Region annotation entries
--------------------------------

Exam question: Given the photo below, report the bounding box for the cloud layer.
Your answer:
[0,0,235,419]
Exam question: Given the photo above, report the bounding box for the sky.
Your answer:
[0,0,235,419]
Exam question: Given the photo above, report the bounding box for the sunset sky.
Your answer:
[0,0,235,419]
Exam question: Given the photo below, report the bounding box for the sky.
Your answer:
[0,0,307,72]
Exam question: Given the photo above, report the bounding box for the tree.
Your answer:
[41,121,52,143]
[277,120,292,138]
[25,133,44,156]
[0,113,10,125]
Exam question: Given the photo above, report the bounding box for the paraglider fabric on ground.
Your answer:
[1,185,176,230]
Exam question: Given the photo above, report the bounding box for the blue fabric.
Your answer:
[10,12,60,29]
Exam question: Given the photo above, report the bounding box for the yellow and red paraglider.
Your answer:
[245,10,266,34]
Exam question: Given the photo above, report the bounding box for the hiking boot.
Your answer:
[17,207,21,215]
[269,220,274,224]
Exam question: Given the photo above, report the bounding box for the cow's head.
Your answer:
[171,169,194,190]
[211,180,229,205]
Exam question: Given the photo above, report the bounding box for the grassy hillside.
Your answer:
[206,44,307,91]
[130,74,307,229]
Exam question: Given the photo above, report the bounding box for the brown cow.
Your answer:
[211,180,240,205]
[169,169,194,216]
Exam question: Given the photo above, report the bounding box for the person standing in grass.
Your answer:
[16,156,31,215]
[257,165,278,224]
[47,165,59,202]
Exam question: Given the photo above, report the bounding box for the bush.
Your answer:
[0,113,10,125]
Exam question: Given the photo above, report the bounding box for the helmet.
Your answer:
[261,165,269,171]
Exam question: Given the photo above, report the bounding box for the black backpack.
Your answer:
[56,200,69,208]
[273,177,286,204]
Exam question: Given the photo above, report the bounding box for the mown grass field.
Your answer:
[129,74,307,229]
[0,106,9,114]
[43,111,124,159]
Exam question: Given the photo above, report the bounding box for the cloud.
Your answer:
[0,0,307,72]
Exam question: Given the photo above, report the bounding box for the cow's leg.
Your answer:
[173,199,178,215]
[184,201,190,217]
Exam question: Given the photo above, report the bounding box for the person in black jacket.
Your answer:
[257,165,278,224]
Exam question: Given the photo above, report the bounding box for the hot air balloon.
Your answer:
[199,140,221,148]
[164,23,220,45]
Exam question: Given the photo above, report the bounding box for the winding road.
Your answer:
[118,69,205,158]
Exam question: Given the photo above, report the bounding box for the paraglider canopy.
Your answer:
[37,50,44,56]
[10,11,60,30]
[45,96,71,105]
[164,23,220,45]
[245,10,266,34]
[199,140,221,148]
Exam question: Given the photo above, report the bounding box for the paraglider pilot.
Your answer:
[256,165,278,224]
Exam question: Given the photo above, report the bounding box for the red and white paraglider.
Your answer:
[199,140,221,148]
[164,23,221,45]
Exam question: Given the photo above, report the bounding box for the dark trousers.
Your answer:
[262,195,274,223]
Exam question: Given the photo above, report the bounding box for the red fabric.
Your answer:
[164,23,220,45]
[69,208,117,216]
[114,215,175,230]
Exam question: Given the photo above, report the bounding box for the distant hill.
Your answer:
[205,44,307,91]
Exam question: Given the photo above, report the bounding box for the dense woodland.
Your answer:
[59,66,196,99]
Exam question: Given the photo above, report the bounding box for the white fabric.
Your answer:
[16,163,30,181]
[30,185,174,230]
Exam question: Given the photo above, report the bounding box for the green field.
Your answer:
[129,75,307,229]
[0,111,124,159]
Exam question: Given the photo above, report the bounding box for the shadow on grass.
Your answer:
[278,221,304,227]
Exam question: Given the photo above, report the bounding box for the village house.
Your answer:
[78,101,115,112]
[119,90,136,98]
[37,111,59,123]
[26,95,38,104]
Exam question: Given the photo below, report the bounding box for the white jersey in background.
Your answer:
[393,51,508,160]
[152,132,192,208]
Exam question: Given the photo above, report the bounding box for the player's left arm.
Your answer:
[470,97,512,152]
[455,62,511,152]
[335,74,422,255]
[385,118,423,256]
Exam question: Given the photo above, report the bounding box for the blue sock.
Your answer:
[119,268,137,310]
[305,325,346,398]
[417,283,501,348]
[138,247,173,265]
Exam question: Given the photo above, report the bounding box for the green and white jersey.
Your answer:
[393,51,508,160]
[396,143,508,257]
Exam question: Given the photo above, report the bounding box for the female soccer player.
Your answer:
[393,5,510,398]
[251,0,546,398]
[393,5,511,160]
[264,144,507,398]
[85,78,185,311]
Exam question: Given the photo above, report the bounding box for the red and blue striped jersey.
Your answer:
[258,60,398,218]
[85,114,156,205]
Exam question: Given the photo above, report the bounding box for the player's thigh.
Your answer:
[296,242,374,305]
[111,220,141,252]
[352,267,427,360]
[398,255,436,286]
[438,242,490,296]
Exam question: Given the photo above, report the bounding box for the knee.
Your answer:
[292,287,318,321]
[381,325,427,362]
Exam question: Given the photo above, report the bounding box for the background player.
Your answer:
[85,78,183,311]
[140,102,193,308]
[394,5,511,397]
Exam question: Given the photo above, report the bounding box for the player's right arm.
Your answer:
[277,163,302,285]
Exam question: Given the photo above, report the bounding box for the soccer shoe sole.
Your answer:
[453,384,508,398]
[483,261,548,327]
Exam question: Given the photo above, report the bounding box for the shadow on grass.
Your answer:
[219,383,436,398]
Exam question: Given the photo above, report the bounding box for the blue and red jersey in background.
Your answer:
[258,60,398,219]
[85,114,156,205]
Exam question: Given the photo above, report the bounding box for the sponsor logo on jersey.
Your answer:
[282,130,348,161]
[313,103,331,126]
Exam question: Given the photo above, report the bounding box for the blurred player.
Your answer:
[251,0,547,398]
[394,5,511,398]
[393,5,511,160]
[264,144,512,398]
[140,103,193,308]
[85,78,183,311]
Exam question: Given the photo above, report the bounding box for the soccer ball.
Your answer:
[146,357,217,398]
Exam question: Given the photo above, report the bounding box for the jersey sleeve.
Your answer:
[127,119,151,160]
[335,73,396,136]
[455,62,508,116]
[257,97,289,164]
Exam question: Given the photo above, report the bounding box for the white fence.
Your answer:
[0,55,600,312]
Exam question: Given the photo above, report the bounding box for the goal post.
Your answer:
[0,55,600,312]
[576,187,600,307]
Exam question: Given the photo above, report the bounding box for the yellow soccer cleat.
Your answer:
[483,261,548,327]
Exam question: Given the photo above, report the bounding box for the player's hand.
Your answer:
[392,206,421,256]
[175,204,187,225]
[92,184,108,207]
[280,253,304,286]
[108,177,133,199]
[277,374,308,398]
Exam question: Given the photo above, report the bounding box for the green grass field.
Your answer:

--------------------------------

### Directive
Present every line above as a numbered list, omitting any blank lines.

### Right answer
1. Exam question: Given the photo below, report the bounding box for the cloud layer.
2. Your answer:
3. [0,0,235,419]
4. Exam question: Given the photo above, report the bounding box for the sky.
5. Your answer:
6. [0,0,235,419]
7. Exam question: Given the photo above, report the bounding box for the sunset sky.
8. Your answer:
9. [0,0,235,419]
10. Exam question: Given the photo below, report the bounding box for the sky.
11. Your answer:
12. [0,0,307,72]
13. Exam question: Given the photo above, report the bounding box for the tree.
14. Your answer:
15. [41,121,52,143]
16. [277,120,292,138]
17. [25,133,44,156]
18. [0,113,10,125]
19. Exam question: Given the photo above, report the bounding box for the paraglider fabric on ground.
20. Your answer:
21. [1,185,176,230]
22. Exam question: Given the photo above, report the bounding box for the blue fabric.
23. Your answer:
24. [10,12,60,29]
25. Exam question: Given the photo above, report the bounding box for the yellow and red paraglider.
26. Your answer:
27. [245,10,266,34]
28. Exam question: Given the photo above, report the bounding box for the hiking boot.
29. Your answer:
30. [17,207,21,215]
31. [269,220,274,224]
32. Exam question: Given the photo above, report the bounding box for the cow's head.
33. Your answer:
34. [171,169,194,190]
35. [211,180,229,205]
36. Exam question: Given the photo above, report the bounding box for the grassy hillside.
37. Your answer:
38. [206,44,307,91]
39. [130,74,307,229]
40. Exam question: Given the photo above, report the bounding box for the brown cow.
41. Your answer:
42. [211,180,240,205]
43. [169,169,194,216]
44. Exam question: Given the photo above, report the bounding box for the person standing in grass.
45. Your answer:
46. [16,156,31,215]
47. [257,165,278,224]
48. [47,165,59,202]
49. Exam question: Given the photo above, report the bounding box for the bush.
50. Your answer:
51. [0,113,10,125]
52. Exam question: Given the photo above, report the bounding box for the helmet.
53. Your answer:
54. [261,165,269,171]
55. Exam question: Given the photo above, report the bounding box for the black backpack.
56. Your answer:
57. [56,200,69,208]
58. [273,177,286,204]
59. Exam question: Given the photo above, report the bounding box for the mown grass field.
60. Your answer:
61. [129,74,307,229]
62. [0,106,9,114]
63. [43,111,124,159]
64. Exam question: Given the photo above, report the bounding box for the cloud.
65. Your answer:
66. [0,0,307,72]
67. Exam question: Given the photo above, report the bounding box for the cow's leg.
68. Your answer:
69. [173,199,178,215]
70. [184,201,190,217]
71. Exam question: Given the photo above, report the bounding box for the person in black jacket.
72. Your answer:
73. [257,165,278,224]
74. Exam question: Given the photo above, report the bounding box for the hot air balloon.
75. Your answer:
76. [199,140,221,148]
77. [164,23,220,45]
78. Exam question: Given the photo above, report the bounding box for the winding road.
79. Your answer:
80. [118,69,205,158]
81. Exam question: Given the photo above, report the bounding box for the paraglider canopy.
82. Your answer:
83. [37,50,44,56]
84. [10,11,60,30]
85. [45,96,71,105]
86. [164,23,220,45]
87. [245,10,266,34]
88. [199,140,221,148]
89. Exam question: Given the photo above, report the bounding box for the paraglider pilot.
90. Your answer:
91. [256,165,278,224]
92. Exam question: Given the photo above, report the bounding box for the red and white paraglider.
93. Your answer:
94. [199,140,221,148]
95. [164,23,221,45]
96. Exam question: Given the photo above, report the bounding box for the dark trousers.
97. Your answer:
98. [262,195,274,223]
99. Exam question: Given the photo above, report the bounding box for the red fabric.
100. Your answer:
101. [164,23,220,45]
102. [69,208,117,216]
103. [114,215,175,230]
104. Exam question: Given the photo above, report the bounding box for the distant hill.
105. Your answer:
106. [205,44,307,91]
107. Exam question: Given the photo above, report the bounding box for the dense woodland.
108. Your answer:
109. [59,66,196,99]
110. Exam question: Given the photo above, report the bounding box for the white fabric.
111. Your answer:
112. [16,163,30,181]
113. [30,185,174,230]
114. Exam question: Given the photo above, report the bounding box for the green field.
115. Your answer:
116. [129,75,307,229]
117. [0,111,124,159]
118. Exam question: Given the photo above, report the bounding box for the shadow on grass.
119. Your answer:
120. [278,221,304,227]
121. Exam question: Given the photo above, report the bounding box for the village house.
122. Your answer:
123. [78,101,115,112]
124. [119,90,136,98]
125. [37,111,59,123]
126. [26,95,38,104]
127. Exam question: Given the photo below, report the bounding box for the white jersey in background.
128. Your answer:
129. [393,51,508,160]
130. [152,132,192,208]
131. Exam question: Given the photo above, report the bounding box for the player's left arm.
132. Your answer:
133. [470,97,512,152]
134. [455,62,511,152]
135. [335,74,422,255]
136. [385,118,423,256]
137. Exam question: Given the photo above, report the bounding box for the blue sock.
138. Your answer:
139. [119,268,137,310]
140. [305,325,346,398]
141. [417,283,501,348]
142. [138,247,173,265]
143. Exam question: Given the photo above, report the bounding box for the green and white jersey.
144. Your answer:
145. [393,51,508,160]
146. [396,143,508,257]
147. Exam question: Given the photo above, report the bounding box for the female soccer player.
148. Your answer:
149. [393,5,510,398]
150. [251,0,546,398]
151. [393,5,511,160]
152. [264,144,507,398]
153. [85,78,185,311]
154. Exam question: Given the photo above, report the bounding box for the red and blue striped jersey.
155. Your answer:
156. [258,60,398,218]
157. [85,114,156,205]
158. Exam question: Given the photo above, report the bounding box for the player's thigh.
159. Your answer:
160. [296,242,374,305]
161. [111,220,141,252]
162. [352,267,427,360]
163. [398,255,436,286]
164. [438,242,490,296]
165. Exam question: Given the photo above, report the bounding box for the knee.
166. Your answer:
167. [292,287,318,321]
168. [381,325,427,362]
169. Exam question: Given the photo above, report the bounding box for the background player.
170. Your answer:
171. [85,78,183,311]
172. [140,102,193,308]
173. [394,5,511,397]
174. Exam question: Given the photo above, report the bounding box for the player's right arm.
175. Your answer:
176. [277,163,302,285]
177. Exam question: Given the photo above, report the bounding box for the soccer shoe sole.
178. Your answer:
179. [453,384,508,398]
180. [483,261,548,327]
181. Exam question: Given the photo above, report the bounding box for the shadow on grass.
182. Your answer:
183. [219,383,436,398]
184. Exam question: Given the photo above, report the bounding box for the blue and red jersey in background.
185. Your answer:
186. [258,60,398,219]
187. [85,114,156,205]
188. Exam question: Given the photo above, report the bounding box for the sponsor logo on jersey.
189. Your answer:
190. [282,130,348,161]
191. [313,103,331,126]
192. Exam question: Given the photo above, report the bounding box for the blurred player.
193. Your answer:
194. [251,0,547,398]
195. [394,5,511,398]
196. [393,5,511,160]
197. [264,144,512,398]
198. [140,103,193,308]
199. [85,78,183,311]
200. Exam question: Given the photo above, report the bounding box for the soccer ball.
201. Your answer:
202. [146,357,217,398]
203. Exam question: Given the photo above, report the bounding box for the jersey sleeve.
204. Your answer:
205. [127,119,151,160]
206. [335,73,396,136]
207. [455,62,508,116]
208. [257,97,289,164]
209. Exam question: Given the photo above, report the bounding box for the white fence.
210. Your answer:
211. [0,55,600,312]
212. Exam question: Given the photo above, report the bounding box for the goal post.
213. Your answer:
214. [0,55,600,312]
215. [576,187,600,307]
216. Exam question: Given the photo above, report the bounding box for the yellow soccer cleat.
217. Your answer:
218. [483,261,548,327]
219. Exam question: Given the photo above, report the bounding box for the player's hand.
220. Your answer:
221. [392,206,421,256]
222. [175,204,187,225]
223. [92,184,108,207]
224. [280,253,304,286]
225. [108,177,133,199]
226. [277,374,308,398]
227. Exam question: Given the photo above, report the bounding box for the green grass field.
228. Your answer:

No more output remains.